Written task:
Please give the data below again in full, exactly as it stands.

start Entries supplied

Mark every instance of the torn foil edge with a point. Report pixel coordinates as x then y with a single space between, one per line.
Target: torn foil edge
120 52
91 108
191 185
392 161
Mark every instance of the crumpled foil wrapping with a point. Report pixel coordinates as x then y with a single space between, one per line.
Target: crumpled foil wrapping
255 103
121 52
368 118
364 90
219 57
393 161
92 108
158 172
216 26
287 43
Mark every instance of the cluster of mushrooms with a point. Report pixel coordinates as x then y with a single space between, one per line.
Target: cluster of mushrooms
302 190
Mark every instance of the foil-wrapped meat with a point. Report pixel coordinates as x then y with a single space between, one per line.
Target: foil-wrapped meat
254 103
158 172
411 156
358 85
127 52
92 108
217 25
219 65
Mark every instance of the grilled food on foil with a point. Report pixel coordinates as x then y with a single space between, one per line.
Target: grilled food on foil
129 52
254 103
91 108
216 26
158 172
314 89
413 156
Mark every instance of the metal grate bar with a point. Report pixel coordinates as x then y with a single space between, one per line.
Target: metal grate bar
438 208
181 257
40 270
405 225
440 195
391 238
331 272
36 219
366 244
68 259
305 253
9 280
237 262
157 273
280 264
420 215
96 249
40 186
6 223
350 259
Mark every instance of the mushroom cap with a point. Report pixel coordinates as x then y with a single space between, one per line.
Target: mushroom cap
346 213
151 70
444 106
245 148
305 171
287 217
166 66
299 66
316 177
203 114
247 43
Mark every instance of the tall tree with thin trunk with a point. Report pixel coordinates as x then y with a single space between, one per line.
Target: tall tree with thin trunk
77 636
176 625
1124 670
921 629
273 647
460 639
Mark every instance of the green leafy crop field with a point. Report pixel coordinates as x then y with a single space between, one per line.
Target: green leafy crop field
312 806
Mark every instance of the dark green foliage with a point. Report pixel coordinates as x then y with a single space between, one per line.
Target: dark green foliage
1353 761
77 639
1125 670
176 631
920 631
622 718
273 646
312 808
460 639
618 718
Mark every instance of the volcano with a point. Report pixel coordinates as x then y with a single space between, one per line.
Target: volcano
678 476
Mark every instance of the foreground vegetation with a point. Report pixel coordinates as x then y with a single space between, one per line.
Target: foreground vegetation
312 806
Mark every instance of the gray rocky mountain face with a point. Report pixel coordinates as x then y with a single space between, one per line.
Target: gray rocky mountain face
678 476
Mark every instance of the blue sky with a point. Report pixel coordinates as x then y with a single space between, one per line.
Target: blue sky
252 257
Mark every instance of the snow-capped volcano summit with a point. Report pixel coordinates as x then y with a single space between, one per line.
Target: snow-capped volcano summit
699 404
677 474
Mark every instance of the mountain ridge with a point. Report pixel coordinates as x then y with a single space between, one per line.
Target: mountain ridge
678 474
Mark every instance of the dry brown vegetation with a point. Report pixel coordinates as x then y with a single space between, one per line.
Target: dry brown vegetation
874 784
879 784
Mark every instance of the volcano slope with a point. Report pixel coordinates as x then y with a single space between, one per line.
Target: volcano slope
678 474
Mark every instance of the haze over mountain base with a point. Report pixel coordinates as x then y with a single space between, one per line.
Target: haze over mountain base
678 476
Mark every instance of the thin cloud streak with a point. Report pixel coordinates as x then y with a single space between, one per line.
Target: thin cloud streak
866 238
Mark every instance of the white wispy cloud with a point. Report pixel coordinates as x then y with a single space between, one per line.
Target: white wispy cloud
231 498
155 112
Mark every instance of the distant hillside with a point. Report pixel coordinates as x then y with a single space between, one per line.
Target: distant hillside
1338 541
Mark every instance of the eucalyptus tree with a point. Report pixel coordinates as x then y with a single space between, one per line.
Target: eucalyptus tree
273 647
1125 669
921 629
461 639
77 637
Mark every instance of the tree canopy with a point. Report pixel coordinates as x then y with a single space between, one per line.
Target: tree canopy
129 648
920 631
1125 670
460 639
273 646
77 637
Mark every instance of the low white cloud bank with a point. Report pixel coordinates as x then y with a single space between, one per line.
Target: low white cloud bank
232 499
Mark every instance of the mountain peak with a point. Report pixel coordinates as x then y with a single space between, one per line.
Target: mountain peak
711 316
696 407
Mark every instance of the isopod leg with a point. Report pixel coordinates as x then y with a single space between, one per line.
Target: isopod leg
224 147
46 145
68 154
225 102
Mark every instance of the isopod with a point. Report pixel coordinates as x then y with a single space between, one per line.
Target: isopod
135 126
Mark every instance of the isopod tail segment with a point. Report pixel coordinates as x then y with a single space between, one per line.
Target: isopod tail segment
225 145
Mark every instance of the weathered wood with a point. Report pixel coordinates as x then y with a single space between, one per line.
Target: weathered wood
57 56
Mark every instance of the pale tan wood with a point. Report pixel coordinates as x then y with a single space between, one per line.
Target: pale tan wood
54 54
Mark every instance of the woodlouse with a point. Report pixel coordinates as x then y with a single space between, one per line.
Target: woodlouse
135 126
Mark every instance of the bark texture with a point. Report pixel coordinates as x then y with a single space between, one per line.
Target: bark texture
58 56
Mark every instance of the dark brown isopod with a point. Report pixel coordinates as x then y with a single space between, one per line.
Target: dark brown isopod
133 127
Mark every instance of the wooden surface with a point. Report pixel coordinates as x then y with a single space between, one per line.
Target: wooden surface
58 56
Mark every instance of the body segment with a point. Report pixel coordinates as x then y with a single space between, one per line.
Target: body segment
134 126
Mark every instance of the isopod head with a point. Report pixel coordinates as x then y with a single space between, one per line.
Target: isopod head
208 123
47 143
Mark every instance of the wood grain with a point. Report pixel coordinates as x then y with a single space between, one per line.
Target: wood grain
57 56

end Entries supplied

Problem solution:
Mark every instance of the torn foil edge with a point. Report pixel coordinates as x then y with a single space between, one per line.
Target: torn foil edge
120 52
91 108
191 185
392 161
Mark every instance of the crumpled foil wrapping with a point. Report pixel coordinates as x then y with a single space between, one per line.
Target: crumpled foil wrapping
255 103
121 52
368 118
364 90
219 57
393 161
92 108
158 172
216 26
287 43
Mark every instance of the cluster of mushrooms with a point. Report pixel coordinates as x then y with a single space between, one per line.
Target: cluster of mushrooms
302 190
Mark every instance of the foil-wrapped meat with a point. Report pixel coordinates as x then y with a single space between, one per line.
Target: foil-wrapped meat
254 103
158 172
411 156
358 85
127 52
92 108
217 25
219 65
Mark every instance of the grilled food on foil with a point. Report pixel coordinates as x then y with a single space between, one per line.
Target: grilled food on foil
129 52
254 103
91 108
216 26
158 172
314 89
413 156
Mark every instance of the metal grate bar with a point. Report pixel coordinates as x then y with a single space between, one per line.
Target: metal grate bar
438 208
181 257
40 270
405 225
440 195
391 238
331 272
36 219
366 244
68 259
305 253
9 280
237 262
157 273
280 264
420 215
96 249
40 186
6 223
350 259
Mark every instance of the mushroom cap with a point. Report pixel coordinates as x then y with a single space between, one per line.
Target: mushroom cap
346 213
151 70
444 106
245 148
305 171
287 217
166 66
299 66
316 177
203 114
247 43
Mark every instance of the tall tree with thin trunk with a point. Report pixel coordinates as x then y with a single space between, one per line.
Target: tall tree with thin trunk
77 636
176 625
1124 670
921 629
273 647
460 639
Mark every instance of the green leafy crop field with a point. Report pixel coordinates as x then y with a single space between, one per line.
Target: green leafy crop field
312 806
Mark every instance of the dark green foliage with a point. Report pixel coordinates as x then y with a single space between, one per line.
Target: dark green foliage
1353 761
77 639
1125 670
176 631
920 631
622 718
273 646
312 808
460 639
618 718
Mark every instance of the volcano with a point. Report pixel coordinates as x then y with a single space between, one per line.
Target: volcano
678 476
Mark every instance of the foreground vegetation with a point. Report pixel coordinates as x then y with a single space between, one per line.
Target: foreground vegetation
312 806
Mark every instance of the gray rocky mountain face with a point. Report pixel coordinates as x then y with a single space between, one per line.
Target: gray rocky mountain face
678 476
Mark every instance of the blue sky with a point. Report pixel coordinates as x then y with a single space between, one per line.
Target: blue sky
252 257
Mark every instance of the snow-capped volcano summit with a point. Report pixel coordinates as x then y with a single space between, one per line.
Target: snow-capped volcano summit
699 404
677 474
Mark every instance of the mountain ridge with a point. Report pixel coordinates as x then y with a single space between, one per line.
Target: mountain ridge
678 474
Mark every instance of the dry brown vegetation with a point. Report pixel coordinates as x then y with a single space between, one per line.
Target: dry brown vegetation
874 784
879 784
Mark every instance of the volcano slope with a point. Report pixel coordinates as x then y with a single space between, one per line.
Target: volcano slope
678 474
Mark every instance of the haze over mountain base with a point. Report pixel coordinates as x then y with a single space between, one per line.
Target: haze over mountain base
678 476
Mark every instance of the thin cloud streak with a point. Report pixel coordinates as x then y with a single space between, one per line.
Target: thin cloud streak
866 238
Mark every instance of the white wispy cloud with a point. Report pixel coordinates as x then y with a single space between, one per line.
Target: white wispy cloud
231 498
155 112
Mark every instance of the distant hillside with a point. Report pixel coordinates as x then y with a single space between, one per line.
Target: distant hillside
1338 541
Mark every instance of the eucalyptus tree with a point. Report pixel coordinates as x then y with a single space between, one per line.
Target: eucalyptus tree
273 647
1125 669
921 629
461 639
77 637
Mark every instance of the tree canopy with a point. Report pixel coordinates as x then y with a single space between, one per line.
Target: tree canopy
129 648
920 631
1125 670
460 639
273 646
77 637
Mark every instance of the low white cloud bank with a point. Report pixel coordinates as x then y with a single space between, one per line.
Target: low white cloud bank
232 499
Mark every instance of the mountain peak with a point. Report pixel coordinates as x then y with a single space between, one per line.
Target: mountain peak
711 316
696 407
Mark every instance of the isopod leg with a point. Report pixel coordinates as x then y with a single space between, one per line.
Target: isopod leg
224 147
46 145
68 154
225 102
Mark every instance of the isopod with a point. Report pixel coordinates as x then y with a single space between, one per line.
Target: isopod
135 126
Mark every instance of the isopod tail segment with a point. Report pixel coordinates as x then y with a single space between, one per line.
Target: isopod tail segment
225 145
Mark every instance of the weathered wood with a point. Report pixel coordinates as x then y with a single space between, one per line.
Target: weathered wood
57 56
Mark every instance of the pale tan wood with a point. Report pixel coordinates as x then y with a single space between, one per line.
Target: pale tan wood
54 54
Mark every instance of the woodlouse with a point. Report pixel coordinates as x then y with a single space between, one per line.
Target: woodlouse
135 126
Mark every instance of the bark texture with a point. Report pixel coordinates as x then y with a single space between, one per line.
Target: bark texture
58 56
Mark every instance of the dark brown isopod with a point. Report pixel coordinates as x then y with a single space between, one per line.
Target: dark brown isopod
133 127
Mark every instance of the wooden surface with a point. Report pixel coordinates as x then y with a single space between, one per line.
Target: wooden surface
58 56
Mark every instance of the body segment with a point. Report pixel coordinates as x then y with a single space between, one per line.
Target: body segment
134 126
Mark every instance of the isopod head with a point. Report pixel coordinates as x then y with a single space between, one per line.
Target: isopod head
208 123
47 143
Mark every instance of the wood grain with a point. Report pixel coordinates as x then y with a single space between, one per line.
Target: wood grain
57 56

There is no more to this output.